À FAIRE -
(a) Relevez toutes les personnes désignées par leur nom dans l'extrait consacré à Amengual.
(b) Rédigez la suite de l'extrait consacré à Amengual en partant de sa dernière phrase.

EXTRAIT -

- - -

L’homme en gardera toute sa vie un éclat incomparable de beauté et d’intelligence à travers ses nombreux écrits. Avec toujours vissé aux mots cette attention au lecteur que l’on peut aussi imputer à sa formation d’instituteur. Ecrivain de cinéma humaniste, Amengual transmettait au sens fort du terme.
Le pédagogue et militant cinéphile de la culture populaire
Comme André Bazin instituteur aussi, son aîné d’un an, Amengual écrivait pour transmettre son amour du cinéma en pédagogue éclairé, porté par une croyance têtue au réalisme, démon qu’il n’aura cesse de traquer sa vie durant.
« Je découvrais quelque chose comme la paradoxe de Diderot : plus l’acteur joue et plus il est authentique2 » De cette prise de conscience du leurre et du mensonge avéré du cinéma auquel il succombe, il en fera sa pierre de touche pour réfléchir sa vie durant sur ce principe de réalisme. Exercice difficile jamais abandonné, allant jusqu’à déclarer en toute lucidité et humilité : « Définir le réalisme est une tâche impossible. D'abord parce qu'il est toujours facile de confondre réalité et vérité ; ensuite parce qu'on peut toujours retrouver le réel (certains aspects du réel), dans toutes sortes de genres et d’œuvres non réalistes 3 »
C’est cet amour du cinéma qui le conduisit à animer un ciné-club «Ce sera donc par la pédagogie que je suis arrivée à l’écriture.»

- - -

DONNÉES FOURNIES -
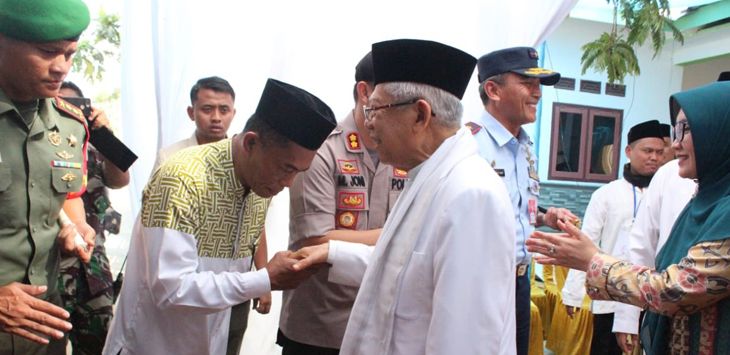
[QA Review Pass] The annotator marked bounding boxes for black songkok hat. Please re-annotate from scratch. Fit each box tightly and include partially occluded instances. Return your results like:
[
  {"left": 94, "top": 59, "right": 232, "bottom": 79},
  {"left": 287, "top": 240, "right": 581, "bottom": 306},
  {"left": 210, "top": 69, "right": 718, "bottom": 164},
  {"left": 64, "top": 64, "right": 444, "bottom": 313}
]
[
  {"left": 355, "top": 52, "right": 375, "bottom": 82},
  {"left": 477, "top": 47, "right": 560, "bottom": 85},
  {"left": 254, "top": 79, "right": 337, "bottom": 150},
  {"left": 372, "top": 39, "right": 477, "bottom": 100},
  {"left": 629, "top": 120, "right": 664, "bottom": 144},
  {"left": 659, "top": 123, "right": 672, "bottom": 138}
]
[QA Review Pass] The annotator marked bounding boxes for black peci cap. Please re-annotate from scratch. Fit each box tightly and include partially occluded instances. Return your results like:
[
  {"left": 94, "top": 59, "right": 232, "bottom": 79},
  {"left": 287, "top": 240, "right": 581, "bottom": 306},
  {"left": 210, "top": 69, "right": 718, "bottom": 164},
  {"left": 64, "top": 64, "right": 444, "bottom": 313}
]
[
  {"left": 355, "top": 52, "right": 375, "bottom": 82},
  {"left": 628, "top": 120, "right": 664, "bottom": 144},
  {"left": 254, "top": 79, "right": 337, "bottom": 150},
  {"left": 372, "top": 39, "right": 477, "bottom": 100}
]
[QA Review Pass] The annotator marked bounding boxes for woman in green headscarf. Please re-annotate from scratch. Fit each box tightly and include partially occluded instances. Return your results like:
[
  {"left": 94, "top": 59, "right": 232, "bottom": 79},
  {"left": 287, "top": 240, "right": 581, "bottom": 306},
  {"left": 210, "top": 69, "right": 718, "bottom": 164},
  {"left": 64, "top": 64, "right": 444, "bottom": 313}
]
[{"left": 527, "top": 82, "right": 730, "bottom": 355}]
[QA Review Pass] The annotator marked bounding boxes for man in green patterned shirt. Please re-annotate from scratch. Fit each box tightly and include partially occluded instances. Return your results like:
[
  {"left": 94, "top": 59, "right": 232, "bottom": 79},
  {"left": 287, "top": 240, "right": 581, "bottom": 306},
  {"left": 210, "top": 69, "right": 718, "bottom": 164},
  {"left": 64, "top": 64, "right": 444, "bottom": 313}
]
[{"left": 104, "top": 79, "right": 336, "bottom": 355}]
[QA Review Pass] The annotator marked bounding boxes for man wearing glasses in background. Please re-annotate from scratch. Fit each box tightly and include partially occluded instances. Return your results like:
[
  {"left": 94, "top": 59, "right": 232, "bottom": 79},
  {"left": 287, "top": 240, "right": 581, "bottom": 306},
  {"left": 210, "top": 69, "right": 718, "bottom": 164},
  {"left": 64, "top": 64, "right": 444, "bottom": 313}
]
[
  {"left": 277, "top": 53, "right": 407, "bottom": 355},
  {"left": 467, "top": 47, "right": 578, "bottom": 355},
  {"left": 295, "top": 40, "right": 515, "bottom": 355}
]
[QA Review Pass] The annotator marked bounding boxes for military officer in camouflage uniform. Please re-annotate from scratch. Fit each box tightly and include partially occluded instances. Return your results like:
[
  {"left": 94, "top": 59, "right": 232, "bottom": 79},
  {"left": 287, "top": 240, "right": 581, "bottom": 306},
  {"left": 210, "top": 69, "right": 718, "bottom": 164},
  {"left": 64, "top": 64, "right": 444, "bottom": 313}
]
[
  {"left": 0, "top": 0, "right": 93, "bottom": 354},
  {"left": 58, "top": 82, "right": 129, "bottom": 354},
  {"left": 277, "top": 53, "right": 407, "bottom": 355}
]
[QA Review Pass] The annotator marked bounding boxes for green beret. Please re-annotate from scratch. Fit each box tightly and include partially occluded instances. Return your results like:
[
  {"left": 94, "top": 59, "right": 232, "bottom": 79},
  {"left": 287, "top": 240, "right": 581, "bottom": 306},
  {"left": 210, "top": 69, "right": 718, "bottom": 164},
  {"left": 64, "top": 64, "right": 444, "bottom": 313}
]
[{"left": 0, "top": 0, "right": 90, "bottom": 42}]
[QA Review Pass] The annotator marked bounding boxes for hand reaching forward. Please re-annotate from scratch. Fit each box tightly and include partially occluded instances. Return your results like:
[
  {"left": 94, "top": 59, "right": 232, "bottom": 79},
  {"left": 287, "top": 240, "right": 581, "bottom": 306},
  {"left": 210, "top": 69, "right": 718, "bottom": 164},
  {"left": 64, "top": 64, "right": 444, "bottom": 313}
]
[{"left": 0, "top": 282, "right": 71, "bottom": 344}]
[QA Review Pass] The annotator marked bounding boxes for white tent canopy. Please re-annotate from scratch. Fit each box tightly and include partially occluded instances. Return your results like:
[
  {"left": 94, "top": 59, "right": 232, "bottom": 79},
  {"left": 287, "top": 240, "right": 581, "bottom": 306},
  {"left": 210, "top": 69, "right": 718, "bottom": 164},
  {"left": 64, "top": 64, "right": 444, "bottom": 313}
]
[{"left": 122, "top": 0, "right": 577, "bottom": 354}]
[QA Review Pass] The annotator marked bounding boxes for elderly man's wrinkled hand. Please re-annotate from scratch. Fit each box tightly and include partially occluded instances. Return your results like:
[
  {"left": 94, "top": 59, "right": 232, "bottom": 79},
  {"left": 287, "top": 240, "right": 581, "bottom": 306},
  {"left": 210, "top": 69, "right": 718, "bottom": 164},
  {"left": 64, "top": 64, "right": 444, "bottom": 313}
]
[
  {"left": 265, "top": 251, "right": 317, "bottom": 290},
  {"left": 0, "top": 282, "right": 71, "bottom": 344}
]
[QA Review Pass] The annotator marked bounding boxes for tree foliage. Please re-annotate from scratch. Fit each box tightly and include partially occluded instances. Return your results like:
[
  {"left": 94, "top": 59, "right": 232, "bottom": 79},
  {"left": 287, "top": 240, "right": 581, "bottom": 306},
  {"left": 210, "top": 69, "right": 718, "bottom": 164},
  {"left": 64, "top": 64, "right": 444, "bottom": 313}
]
[
  {"left": 581, "top": 0, "right": 684, "bottom": 84},
  {"left": 73, "top": 11, "right": 121, "bottom": 82}
]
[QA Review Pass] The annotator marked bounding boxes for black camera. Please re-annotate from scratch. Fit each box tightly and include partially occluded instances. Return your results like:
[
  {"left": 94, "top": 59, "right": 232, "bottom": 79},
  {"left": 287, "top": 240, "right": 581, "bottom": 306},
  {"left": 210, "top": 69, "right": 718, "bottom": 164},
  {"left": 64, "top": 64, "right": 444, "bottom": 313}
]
[{"left": 63, "top": 97, "right": 137, "bottom": 171}]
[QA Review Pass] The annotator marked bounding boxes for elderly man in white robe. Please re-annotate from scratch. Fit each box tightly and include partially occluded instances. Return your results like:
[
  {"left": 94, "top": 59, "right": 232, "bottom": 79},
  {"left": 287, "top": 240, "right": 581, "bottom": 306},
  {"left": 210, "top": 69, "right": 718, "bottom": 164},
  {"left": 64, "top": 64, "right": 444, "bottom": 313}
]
[{"left": 294, "top": 40, "right": 516, "bottom": 355}]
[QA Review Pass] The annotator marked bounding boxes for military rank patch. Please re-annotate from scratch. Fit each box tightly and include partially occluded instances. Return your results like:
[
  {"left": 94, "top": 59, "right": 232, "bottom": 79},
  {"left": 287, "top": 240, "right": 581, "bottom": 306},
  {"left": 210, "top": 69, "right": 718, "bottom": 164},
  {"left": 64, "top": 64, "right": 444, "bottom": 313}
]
[
  {"left": 66, "top": 134, "right": 79, "bottom": 148},
  {"left": 337, "top": 159, "right": 360, "bottom": 175},
  {"left": 48, "top": 131, "right": 61, "bottom": 147},
  {"left": 51, "top": 160, "right": 81, "bottom": 169},
  {"left": 335, "top": 211, "right": 357, "bottom": 229},
  {"left": 393, "top": 168, "right": 408, "bottom": 178},
  {"left": 56, "top": 97, "right": 86, "bottom": 126},
  {"left": 56, "top": 150, "right": 74, "bottom": 160},
  {"left": 347, "top": 132, "right": 362, "bottom": 152},
  {"left": 61, "top": 173, "right": 76, "bottom": 182},
  {"left": 337, "top": 191, "right": 365, "bottom": 210}
]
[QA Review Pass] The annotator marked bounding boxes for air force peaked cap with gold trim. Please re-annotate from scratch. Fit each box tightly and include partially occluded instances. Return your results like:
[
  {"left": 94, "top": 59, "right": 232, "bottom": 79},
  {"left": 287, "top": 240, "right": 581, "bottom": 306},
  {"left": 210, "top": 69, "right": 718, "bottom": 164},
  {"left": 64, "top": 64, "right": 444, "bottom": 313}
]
[
  {"left": 0, "top": 0, "right": 90, "bottom": 42},
  {"left": 478, "top": 47, "right": 560, "bottom": 85},
  {"left": 254, "top": 79, "right": 337, "bottom": 150},
  {"left": 372, "top": 39, "right": 477, "bottom": 100}
]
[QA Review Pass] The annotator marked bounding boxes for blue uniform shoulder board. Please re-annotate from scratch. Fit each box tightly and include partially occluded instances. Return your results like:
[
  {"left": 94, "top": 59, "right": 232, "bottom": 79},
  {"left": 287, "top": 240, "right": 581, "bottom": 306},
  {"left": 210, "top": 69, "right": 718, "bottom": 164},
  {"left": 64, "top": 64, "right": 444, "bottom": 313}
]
[{"left": 466, "top": 122, "right": 482, "bottom": 135}]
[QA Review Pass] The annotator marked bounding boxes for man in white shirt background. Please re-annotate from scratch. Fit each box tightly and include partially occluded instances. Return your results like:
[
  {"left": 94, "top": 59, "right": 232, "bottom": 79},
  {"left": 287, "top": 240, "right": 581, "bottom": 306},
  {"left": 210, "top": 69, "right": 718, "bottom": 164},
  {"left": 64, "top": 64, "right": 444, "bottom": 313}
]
[
  {"left": 152, "top": 76, "right": 236, "bottom": 173},
  {"left": 562, "top": 120, "right": 664, "bottom": 355}
]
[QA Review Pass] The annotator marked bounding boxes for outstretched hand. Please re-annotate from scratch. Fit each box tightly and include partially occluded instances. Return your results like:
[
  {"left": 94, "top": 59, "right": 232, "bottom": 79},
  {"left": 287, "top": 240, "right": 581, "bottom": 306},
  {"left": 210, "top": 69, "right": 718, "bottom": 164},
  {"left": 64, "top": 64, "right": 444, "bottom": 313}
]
[
  {"left": 525, "top": 220, "right": 600, "bottom": 271},
  {"left": 0, "top": 282, "right": 71, "bottom": 344},
  {"left": 292, "top": 243, "right": 330, "bottom": 270},
  {"left": 265, "top": 251, "right": 318, "bottom": 290}
]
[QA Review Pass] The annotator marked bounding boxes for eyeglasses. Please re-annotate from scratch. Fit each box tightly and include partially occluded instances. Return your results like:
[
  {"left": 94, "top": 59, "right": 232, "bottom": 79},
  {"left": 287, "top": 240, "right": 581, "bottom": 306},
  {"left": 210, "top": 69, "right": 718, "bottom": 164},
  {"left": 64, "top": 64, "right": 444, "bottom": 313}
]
[
  {"left": 674, "top": 121, "right": 691, "bottom": 143},
  {"left": 362, "top": 98, "right": 420, "bottom": 121}
]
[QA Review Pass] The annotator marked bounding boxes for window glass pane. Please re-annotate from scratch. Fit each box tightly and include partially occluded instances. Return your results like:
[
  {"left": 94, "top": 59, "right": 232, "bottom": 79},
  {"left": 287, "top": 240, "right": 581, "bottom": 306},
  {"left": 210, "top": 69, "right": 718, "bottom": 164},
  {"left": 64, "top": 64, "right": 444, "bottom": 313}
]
[
  {"left": 555, "top": 112, "right": 583, "bottom": 172},
  {"left": 590, "top": 115, "right": 616, "bottom": 175}
]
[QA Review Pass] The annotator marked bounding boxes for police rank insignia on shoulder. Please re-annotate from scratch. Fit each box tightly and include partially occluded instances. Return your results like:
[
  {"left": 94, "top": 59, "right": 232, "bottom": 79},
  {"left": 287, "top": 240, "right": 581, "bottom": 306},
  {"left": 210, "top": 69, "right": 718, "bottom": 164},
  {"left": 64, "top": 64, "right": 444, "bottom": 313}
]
[
  {"left": 337, "top": 191, "right": 365, "bottom": 210},
  {"left": 48, "top": 131, "right": 61, "bottom": 147},
  {"left": 61, "top": 173, "right": 76, "bottom": 182},
  {"left": 347, "top": 132, "right": 362, "bottom": 151},
  {"left": 393, "top": 168, "right": 408, "bottom": 178},
  {"left": 56, "top": 150, "right": 74, "bottom": 160},
  {"left": 66, "top": 134, "right": 79, "bottom": 148},
  {"left": 337, "top": 159, "right": 360, "bottom": 175},
  {"left": 337, "top": 211, "right": 357, "bottom": 229}
]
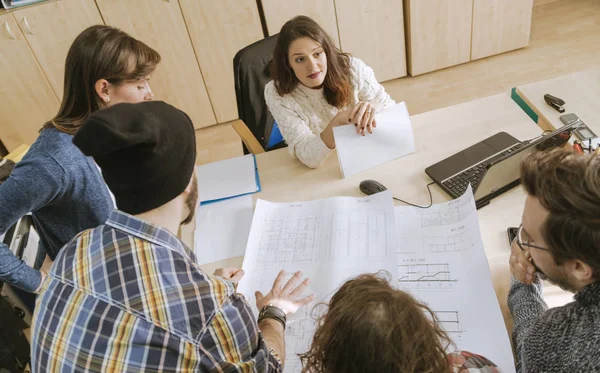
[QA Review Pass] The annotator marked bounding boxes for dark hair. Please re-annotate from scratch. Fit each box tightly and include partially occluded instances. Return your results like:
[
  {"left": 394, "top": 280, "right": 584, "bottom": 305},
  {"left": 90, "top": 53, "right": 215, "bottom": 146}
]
[
  {"left": 300, "top": 272, "right": 450, "bottom": 373},
  {"left": 42, "top": 25, "right": 160, "bottom": 135},
  {"left": 521, "top": 149, "right": 600, "bottom": 279},
  {"left": 271, "top": 16, "right": 352, "bottom": 109}
]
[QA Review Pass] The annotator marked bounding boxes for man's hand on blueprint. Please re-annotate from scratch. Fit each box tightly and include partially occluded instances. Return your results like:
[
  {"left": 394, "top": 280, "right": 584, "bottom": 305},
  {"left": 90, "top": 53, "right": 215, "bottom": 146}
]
[{"left": 255, "top": 271, "right": 315, "bottom": 315}]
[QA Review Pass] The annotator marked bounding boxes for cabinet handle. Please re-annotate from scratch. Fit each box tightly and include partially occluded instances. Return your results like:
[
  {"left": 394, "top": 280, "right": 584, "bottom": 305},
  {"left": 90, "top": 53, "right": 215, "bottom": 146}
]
[
  {"left": 23, "top": 17, "right": 33, "bottom": 35},
  {"left": 4, "top": 21, "right": 17, "bottom": 40}
]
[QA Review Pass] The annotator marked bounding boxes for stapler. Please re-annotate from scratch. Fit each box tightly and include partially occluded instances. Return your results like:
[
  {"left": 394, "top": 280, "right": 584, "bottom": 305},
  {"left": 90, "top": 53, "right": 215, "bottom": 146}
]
[{"left": 544, "top": 93, "right": 565, "bottom": 113}]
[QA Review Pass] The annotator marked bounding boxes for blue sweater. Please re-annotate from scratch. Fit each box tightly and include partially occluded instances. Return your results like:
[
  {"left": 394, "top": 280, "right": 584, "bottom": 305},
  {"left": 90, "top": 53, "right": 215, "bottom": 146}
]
[{"left": 0, "top": 129, "right": 114, "bottom": 292}]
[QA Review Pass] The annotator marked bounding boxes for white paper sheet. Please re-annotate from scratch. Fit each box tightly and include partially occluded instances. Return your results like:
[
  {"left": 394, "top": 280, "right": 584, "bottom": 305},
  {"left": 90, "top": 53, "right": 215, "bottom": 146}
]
[
  {"left": 194, "top": 194, "right": 252, "bottom": 265},
  {"left": 238, "top": 191, "right": 396, "bottom": 373},
  {"left": 333, "top": 102, "right": 415, "bottom": 178},
  {"left": 394, "top": 187, "right": 515, "bottom": 373},
  {"left": 196, "top": 154, "right": 260, "bottom": 202}
]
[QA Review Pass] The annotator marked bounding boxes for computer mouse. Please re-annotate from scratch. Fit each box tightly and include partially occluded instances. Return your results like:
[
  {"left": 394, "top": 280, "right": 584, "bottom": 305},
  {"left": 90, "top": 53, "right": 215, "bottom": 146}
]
[{"left": 359, "top": 180, "right": 387, "bottom": 196}]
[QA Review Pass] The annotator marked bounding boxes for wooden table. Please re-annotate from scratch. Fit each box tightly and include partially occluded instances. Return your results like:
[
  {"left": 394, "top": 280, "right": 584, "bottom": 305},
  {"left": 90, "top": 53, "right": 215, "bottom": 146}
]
[
  {"left": 182, "top": 91, "right": 541, "bottom": 336},
  {"left": 516, "top": 69, "right": 600, "bottom": 135}
]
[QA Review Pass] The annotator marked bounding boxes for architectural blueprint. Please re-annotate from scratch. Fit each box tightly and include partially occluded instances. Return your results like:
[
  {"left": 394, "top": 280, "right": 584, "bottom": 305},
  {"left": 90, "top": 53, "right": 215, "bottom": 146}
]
[
  {"left": 394, "top": 189, "right": 515, "bottom": 373},
  {"left": 238, "top": 189, "right": 515, "bottom": 373},
  {"left": 238, "top": 192, "right": 397, "bottom": 373}
]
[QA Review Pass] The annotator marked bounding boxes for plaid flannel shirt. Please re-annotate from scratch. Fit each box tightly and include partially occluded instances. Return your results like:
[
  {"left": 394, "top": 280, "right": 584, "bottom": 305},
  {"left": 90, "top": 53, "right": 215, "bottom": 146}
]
[{"left": 31, "top": 210, "right": 281, "bottom": 372}]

- - -

RÉPONSES -
(a) Amengual, André Bazin, Diderot

(b)
Il fut instituteur sa vie professionnelle durant, «mon métier d’enseignant se conjuguait aisément avec ma passion du cinéma, passion d’étudier; d’enseigner et de participer à une nouvelle culture, la culture cinématographique». Barthélemy Amengual s’est fait connaître dans l’immédiat après Deuxième guerre mondiale comme critique de cinéma dans les colonnes d’Alger républicain notamment et surtout comme animateur du Ciné-Club d’Alger. Partisan de l’indépendance algérienne, il demeure dans son pays natal jusqu’en 1968 (date à laquelle il prit sa retraite) où il est amené à s’installer à Valence avec son épouse. Sa première publication d’envergure, en 1954, est une analyse de la bande dessinée Pif le chien dont l’Humanité et les journaux communistes régionaux publient chaque jour les « strips, »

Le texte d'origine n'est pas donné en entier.